Start
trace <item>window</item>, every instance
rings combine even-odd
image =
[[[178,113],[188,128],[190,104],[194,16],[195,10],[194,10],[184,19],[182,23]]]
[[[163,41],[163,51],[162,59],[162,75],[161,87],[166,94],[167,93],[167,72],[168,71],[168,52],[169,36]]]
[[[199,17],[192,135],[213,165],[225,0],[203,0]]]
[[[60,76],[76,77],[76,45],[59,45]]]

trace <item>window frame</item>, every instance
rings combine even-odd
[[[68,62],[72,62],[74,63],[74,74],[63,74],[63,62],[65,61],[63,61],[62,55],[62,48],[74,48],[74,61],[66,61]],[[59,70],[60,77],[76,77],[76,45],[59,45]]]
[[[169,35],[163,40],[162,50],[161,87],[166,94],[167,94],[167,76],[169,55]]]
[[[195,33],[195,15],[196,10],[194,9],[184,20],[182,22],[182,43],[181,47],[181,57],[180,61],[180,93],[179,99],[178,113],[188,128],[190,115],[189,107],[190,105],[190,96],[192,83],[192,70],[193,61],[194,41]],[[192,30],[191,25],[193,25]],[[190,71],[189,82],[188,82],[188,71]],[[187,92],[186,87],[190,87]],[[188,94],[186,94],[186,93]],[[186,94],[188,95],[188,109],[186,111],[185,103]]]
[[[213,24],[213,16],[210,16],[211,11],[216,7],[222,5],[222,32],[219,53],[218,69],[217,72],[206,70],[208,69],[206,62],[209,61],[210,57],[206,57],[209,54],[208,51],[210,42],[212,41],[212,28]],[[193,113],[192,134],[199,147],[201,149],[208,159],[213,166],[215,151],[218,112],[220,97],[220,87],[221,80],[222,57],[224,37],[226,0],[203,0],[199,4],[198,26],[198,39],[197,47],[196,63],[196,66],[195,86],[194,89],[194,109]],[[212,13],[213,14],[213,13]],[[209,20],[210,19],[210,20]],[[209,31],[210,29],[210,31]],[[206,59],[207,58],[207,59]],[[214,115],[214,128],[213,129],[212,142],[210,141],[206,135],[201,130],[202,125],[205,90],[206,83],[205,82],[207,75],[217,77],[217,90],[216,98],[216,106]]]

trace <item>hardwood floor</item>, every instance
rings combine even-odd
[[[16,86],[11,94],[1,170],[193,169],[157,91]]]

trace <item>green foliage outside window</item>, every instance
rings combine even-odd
End
## GOAL
Pick out every line of the listing that contains the string "trace". Case must match.

## THE COMPLETED TASK
trace <item>window</item>, every instance
trace <item>window frame</item>, every instance
trace <item>hardwood floor</item>, every instance
trace <item>green foliage outside window</item>, every instance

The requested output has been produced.